| Travail à faire |
1 – D'après le texte sur le héros du roman, quel métier exerce Victor Bettany ?
2 – Poursuivez le texte consacré aux angoisses du héros du roman en reprenant après sa dernière phrase.

| Texte du document |

######

Pour Victor Bettany, le héros du roman, psychologue au collège d'enseignement général et professionnel de Drummondville, l'angoisse réside surtout dans l'incertitude.
A l'instar probablement de l'auteur, ce qui le terrifie, c'est de ne pas savoir. Si le rideau se ferme définitivement ou si la mort n'ouvre qu'une nouvelle porte. Il ne croit pas au paradis, au bon Dieu barbu, aux licornes et aux arcs-en-ciel dans les nuages. Il ne croit pas vraiment au long tunnel de lumière accueillant qui a été relaté par de nombreuses personnes ayant vécu une expérience de mort imminente, étant donné qu'elles peuvent s'expliquer de façon scientifique.
Mais il voudrait qu'il y ait quelque chose, que tout ne soit pas vain. Il a même assisté à une séance de spiritisme, persuadé pourtant qu'il ne s'agissait que d'une supercherie, juste au cas où. Hélas il n'en retirera aucun espoir en un éventuel au-delà.

######

| Lignes de données |
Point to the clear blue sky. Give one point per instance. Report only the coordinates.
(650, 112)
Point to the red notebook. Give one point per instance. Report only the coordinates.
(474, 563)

######

| En réponse |
1 – Victor Bettany est psychologue au collège d'enseignement général et professionnel de Drummondville.

2 –
"Mais plus je vieillis, plus je pense qu'il y a rien, même si une partie de moi espère qu'il y a quelque chose."

La mort, Victor y a déjà été confronté. Notamment avec la perte brutale de sa compagne.
Elle aussi était terrifiée à l'idée de disparaître, convaincue non seulement que seul le néant l'attendait, mais qu'elle y demeurerait consciente, comme perdue dans des limbes éternelles.
Ses parents, âgés de plus de quatre-vingt dix ans, voient tous deux la grande faucheuse se rapprocher. Et plus particulièrement son père, atteint d'Alzheimer, et placé en CHSLD ( Centre d'Hébergement et de Soins de Longue Durée, l'équivalent de nos EHPAD ).
De plus en plus dépendant, de plus en plus rabougri, de plus en plus malade.
La vie vaut-elle encore d'être vécue lorsqu'elle n'est plus qu'un simulacre ?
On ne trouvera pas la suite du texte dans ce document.